(EXTRACTED MATERIAL begins)
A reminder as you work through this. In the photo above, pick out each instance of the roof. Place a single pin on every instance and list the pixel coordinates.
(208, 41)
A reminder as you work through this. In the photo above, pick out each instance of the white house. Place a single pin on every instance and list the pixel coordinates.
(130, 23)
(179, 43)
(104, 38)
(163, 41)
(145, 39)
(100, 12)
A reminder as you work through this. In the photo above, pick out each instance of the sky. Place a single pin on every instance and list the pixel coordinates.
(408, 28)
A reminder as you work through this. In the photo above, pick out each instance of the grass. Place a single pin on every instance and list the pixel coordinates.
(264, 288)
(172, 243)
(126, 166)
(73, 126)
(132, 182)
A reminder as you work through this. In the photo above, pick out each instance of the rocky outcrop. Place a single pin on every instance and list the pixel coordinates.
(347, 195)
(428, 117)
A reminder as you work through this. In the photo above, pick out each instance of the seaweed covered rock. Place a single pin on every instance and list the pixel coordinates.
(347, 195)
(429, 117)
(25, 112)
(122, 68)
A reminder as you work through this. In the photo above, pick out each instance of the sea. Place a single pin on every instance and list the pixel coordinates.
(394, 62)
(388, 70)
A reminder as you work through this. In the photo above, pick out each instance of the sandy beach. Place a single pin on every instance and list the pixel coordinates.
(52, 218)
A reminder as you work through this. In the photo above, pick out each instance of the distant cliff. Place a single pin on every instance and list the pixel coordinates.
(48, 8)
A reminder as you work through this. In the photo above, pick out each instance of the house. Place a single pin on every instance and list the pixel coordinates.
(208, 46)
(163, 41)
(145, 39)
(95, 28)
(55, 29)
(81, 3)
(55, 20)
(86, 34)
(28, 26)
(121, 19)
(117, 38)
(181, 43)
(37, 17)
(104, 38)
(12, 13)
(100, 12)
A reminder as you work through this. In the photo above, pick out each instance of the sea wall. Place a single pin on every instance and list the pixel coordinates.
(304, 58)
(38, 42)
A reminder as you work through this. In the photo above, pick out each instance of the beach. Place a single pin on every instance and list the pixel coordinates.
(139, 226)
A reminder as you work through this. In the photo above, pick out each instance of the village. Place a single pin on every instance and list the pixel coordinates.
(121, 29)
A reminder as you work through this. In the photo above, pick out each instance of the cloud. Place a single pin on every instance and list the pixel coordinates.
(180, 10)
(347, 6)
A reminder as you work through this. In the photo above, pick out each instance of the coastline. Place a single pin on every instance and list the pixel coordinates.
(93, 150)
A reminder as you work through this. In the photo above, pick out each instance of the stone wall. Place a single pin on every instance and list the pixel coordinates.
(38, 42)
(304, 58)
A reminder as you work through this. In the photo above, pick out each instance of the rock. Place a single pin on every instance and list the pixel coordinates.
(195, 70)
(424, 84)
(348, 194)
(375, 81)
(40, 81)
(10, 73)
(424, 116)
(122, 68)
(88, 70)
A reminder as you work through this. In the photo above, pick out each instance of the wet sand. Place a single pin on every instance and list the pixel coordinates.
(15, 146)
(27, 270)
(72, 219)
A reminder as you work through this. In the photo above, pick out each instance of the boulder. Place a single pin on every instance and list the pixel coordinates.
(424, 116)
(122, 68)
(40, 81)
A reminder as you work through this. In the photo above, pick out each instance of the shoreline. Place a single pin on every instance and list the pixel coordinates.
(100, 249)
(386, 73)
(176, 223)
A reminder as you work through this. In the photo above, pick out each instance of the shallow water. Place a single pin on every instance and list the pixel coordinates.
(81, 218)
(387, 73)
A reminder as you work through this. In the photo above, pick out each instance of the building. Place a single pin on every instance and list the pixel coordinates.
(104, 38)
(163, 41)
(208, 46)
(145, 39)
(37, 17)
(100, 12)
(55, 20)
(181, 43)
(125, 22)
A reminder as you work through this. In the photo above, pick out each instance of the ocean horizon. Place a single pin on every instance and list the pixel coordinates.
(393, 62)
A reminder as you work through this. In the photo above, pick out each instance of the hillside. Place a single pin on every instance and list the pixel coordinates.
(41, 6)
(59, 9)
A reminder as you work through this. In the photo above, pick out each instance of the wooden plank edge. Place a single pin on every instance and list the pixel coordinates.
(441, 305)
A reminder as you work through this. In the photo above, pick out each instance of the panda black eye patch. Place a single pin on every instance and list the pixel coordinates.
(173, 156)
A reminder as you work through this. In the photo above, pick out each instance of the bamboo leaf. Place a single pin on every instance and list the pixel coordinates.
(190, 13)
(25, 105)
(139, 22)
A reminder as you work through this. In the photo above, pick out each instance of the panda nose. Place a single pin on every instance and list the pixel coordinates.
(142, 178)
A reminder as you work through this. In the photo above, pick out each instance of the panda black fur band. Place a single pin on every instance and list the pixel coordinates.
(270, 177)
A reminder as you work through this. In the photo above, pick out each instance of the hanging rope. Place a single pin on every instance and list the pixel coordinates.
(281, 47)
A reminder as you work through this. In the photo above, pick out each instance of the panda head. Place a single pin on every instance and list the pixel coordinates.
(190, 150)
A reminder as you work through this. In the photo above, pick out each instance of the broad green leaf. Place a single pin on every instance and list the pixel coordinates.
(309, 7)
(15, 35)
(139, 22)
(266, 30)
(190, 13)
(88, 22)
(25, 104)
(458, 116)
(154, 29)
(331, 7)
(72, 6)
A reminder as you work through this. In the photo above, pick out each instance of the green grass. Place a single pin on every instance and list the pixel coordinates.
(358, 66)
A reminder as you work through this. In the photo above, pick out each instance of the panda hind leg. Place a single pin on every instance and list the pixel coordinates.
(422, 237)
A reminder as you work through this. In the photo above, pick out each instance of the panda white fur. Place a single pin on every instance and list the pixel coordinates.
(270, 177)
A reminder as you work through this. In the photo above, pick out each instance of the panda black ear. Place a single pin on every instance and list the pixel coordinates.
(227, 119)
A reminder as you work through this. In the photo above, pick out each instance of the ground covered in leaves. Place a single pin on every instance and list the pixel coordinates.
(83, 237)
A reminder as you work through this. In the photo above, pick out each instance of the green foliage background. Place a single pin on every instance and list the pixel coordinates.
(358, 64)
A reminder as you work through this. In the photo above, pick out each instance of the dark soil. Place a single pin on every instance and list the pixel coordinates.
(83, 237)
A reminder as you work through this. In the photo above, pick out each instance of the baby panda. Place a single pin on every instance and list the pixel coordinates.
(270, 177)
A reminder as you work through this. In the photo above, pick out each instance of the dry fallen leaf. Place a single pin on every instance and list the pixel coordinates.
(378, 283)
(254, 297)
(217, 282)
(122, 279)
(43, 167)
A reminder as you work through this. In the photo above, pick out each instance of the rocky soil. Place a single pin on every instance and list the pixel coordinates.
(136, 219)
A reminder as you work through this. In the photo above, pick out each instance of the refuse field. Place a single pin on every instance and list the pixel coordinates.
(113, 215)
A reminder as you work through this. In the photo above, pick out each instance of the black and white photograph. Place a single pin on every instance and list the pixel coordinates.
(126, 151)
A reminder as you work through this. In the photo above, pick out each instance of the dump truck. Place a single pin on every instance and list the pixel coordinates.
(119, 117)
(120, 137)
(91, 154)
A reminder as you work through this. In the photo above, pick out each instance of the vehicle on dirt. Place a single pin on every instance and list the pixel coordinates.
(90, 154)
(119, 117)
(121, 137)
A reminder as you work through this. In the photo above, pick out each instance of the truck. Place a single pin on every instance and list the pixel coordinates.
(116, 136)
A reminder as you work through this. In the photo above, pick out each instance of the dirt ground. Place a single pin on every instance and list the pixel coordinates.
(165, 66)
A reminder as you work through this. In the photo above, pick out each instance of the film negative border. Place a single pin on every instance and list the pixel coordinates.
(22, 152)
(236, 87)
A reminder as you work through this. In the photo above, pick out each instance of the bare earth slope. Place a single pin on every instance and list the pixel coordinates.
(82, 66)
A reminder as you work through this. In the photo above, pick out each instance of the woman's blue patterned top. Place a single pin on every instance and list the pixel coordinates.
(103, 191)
(EXTRACTED MATERIAL ends)
• PROBLEM REQUIREMENTS
Reproduce, word for word, the line containing "of the woman's" along with every later line of the listing, and leave out all earlier lines.

• ANSWER FOR THIS EXERCISE
A reminder as you work through this. In the photo above, pick out each instance of the woman's blue patterned top. Place a single pin on every instance and list the pixel coordinates.
(103, 191)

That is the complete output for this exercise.